** Opening Input records block **

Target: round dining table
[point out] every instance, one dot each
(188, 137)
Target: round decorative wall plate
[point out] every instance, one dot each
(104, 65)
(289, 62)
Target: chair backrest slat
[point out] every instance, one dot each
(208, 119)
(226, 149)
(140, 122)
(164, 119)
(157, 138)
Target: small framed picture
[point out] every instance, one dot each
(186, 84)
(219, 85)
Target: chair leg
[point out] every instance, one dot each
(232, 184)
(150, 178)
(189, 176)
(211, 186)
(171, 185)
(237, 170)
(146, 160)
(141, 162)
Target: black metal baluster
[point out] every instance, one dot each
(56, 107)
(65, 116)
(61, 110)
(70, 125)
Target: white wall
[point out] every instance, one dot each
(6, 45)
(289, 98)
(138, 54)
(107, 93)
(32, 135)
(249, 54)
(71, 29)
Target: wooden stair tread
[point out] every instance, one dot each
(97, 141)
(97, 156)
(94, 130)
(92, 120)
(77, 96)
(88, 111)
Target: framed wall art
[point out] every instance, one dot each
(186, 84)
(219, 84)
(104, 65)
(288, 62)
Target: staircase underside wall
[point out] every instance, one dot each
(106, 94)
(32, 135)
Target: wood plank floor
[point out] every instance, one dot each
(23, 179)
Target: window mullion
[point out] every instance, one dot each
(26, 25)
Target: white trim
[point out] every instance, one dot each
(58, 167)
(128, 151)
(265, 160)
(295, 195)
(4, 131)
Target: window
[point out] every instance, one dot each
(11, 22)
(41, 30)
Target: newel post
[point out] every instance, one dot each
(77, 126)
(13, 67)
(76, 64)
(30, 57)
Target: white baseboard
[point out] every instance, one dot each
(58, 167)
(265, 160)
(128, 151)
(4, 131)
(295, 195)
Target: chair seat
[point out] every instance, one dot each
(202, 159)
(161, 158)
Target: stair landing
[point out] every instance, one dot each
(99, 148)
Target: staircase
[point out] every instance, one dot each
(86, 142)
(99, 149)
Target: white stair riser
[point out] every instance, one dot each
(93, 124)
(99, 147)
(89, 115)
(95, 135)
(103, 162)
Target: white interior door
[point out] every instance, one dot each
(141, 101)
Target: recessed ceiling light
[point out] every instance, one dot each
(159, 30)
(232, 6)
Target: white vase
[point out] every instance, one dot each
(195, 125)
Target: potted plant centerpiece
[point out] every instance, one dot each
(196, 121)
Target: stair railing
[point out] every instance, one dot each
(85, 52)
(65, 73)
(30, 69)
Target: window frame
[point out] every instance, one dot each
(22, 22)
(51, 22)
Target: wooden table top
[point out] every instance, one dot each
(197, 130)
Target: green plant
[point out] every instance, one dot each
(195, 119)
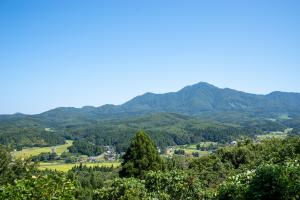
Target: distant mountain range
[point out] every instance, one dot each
(201, 99)
(200, 112)
(196, 100)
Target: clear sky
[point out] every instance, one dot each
(76, 53)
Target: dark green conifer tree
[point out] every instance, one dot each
(140, 157)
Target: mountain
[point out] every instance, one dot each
(201, 99)
(196, 100)
(200, 112)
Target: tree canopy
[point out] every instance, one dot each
(140, 157)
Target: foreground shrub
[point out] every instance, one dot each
(51, 186)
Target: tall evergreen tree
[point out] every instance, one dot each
(140, 157)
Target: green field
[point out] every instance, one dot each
(275, 134)
(34, 151)
(64, 167)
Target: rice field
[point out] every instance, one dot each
(34, 151)
(64, 167)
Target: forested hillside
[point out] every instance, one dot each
(247, 170)
(200, 112)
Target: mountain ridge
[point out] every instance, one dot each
(194, 99)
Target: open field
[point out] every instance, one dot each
(64, 167)
(34, 151)
(275, 134)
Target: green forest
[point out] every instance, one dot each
(268, 169)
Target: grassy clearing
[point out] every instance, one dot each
(272, 135)
(64, 167)
(275, 134)
(34, 151)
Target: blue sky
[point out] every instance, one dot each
(76, 53)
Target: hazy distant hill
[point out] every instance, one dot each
(199, 99)
(194, 113)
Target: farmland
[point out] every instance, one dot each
(64, 167)
(34, 151)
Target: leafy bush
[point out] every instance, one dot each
(51, 186)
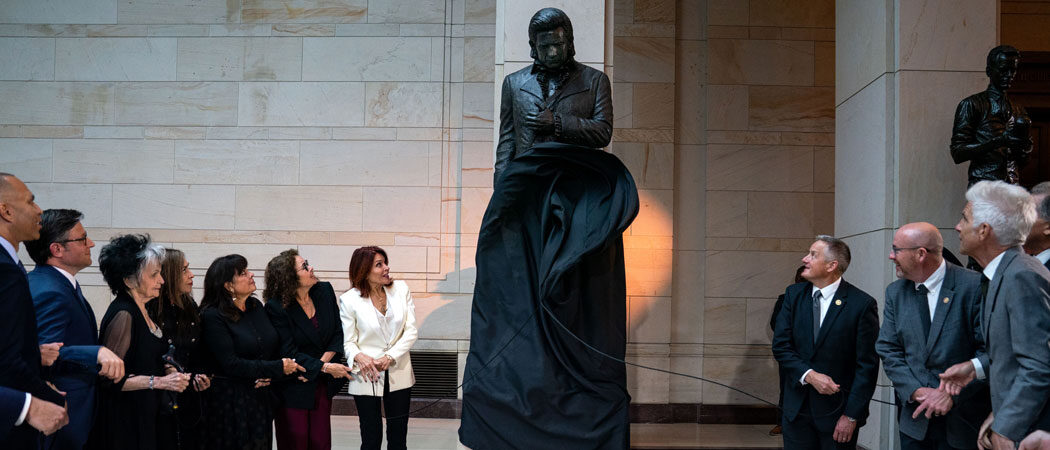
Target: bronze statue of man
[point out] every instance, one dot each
(553, 100)
(990, 131)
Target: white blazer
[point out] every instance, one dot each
(361, 335)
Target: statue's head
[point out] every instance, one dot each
(1003, 66)
(550, 38)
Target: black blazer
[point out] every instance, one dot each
(844, 350)
(20, 366)
(298, 337)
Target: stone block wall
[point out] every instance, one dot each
(253, 126)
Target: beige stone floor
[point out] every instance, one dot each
(440, 434)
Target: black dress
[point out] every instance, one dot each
(127, 420)
(237, 414)
(181, 430)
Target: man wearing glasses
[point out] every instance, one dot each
(65, 320)
(931, 321)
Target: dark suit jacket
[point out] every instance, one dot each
(65, 317)
(911, 360)
(298, 337)
(20, 366)
(584, 105)
(1016, 330)
(12, 402)
(62, 316)
(844, 350)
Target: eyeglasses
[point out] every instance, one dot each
(79, 239)
(897, 250)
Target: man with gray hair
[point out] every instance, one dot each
(1015, 315)
(824, 341)
(1037, 242)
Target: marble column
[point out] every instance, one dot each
(901, 68)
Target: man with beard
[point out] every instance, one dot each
(931, 321)
(553, 100)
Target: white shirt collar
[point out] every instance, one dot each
(9, 248)
(67, 275)
(827, 292)
(989, 270)
(935, 280)
(1044, 256)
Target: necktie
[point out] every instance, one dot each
(924, 313)
(816, 314)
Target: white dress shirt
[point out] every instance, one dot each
(826, 294)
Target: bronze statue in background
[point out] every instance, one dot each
(553, 100)
(990, 131)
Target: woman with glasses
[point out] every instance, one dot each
(246, 356)
(177, 315)
(305, 314)
(379, 328)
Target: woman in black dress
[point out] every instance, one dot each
(307, 317)
(128, 409)
(177, 315)
(246, 357)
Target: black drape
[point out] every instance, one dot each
(551, 236)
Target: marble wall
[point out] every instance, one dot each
(253, 126)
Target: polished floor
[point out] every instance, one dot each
(440, 434)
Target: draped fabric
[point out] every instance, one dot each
(551, 236)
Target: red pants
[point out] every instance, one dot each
(307, 429)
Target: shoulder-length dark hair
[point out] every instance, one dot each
(215, 295)
(185, 307)
(360, 265)
(281, 278)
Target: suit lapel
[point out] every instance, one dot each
(838, 303)
(993, 285)
(946, 301)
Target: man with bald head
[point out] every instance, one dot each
(930, 322)
(1037, 242)
(20, 360)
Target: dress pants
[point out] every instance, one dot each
(937, 437)
(307, 429)
(802, 434)
(396, 405)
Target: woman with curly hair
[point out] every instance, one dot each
(245, 356)
(177, 315)
(379, 328)
(129, 408)
(303, 311)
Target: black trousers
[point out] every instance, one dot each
(370, 412)
(937, 437)
(802, 434)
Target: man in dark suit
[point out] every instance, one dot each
(20, 360)
(824, 342)
(931, 321)
(1015, 316)
(553, 100)
(1037, 242)
(63, 315)
(18, 407)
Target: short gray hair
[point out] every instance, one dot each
(1008, 209)
(836, 250)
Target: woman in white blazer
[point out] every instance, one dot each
(379, 328)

** Closing Input records block **

**Work request**.
The line containing "Target: chair leg" marks the end. Please print exactly every line from the top of the data to it, both included, and nothing more.

**Problem solution**.
Target: round dining table
[point out] every instance, one dot each
(188, 137)
Target: round decorative wall plate
[point out] every instance, one dot each
(104, 65)
(289, 62)
Target: chair backrest slat
[point out] every instance, one dot each
(208, 119)
(226, 149)
(140, 122)
(164, 119)
(157, 138)
Target: small framed picture
[point out] every instance, one dot each
(186, 84)
(219, 85)
Target: chair leg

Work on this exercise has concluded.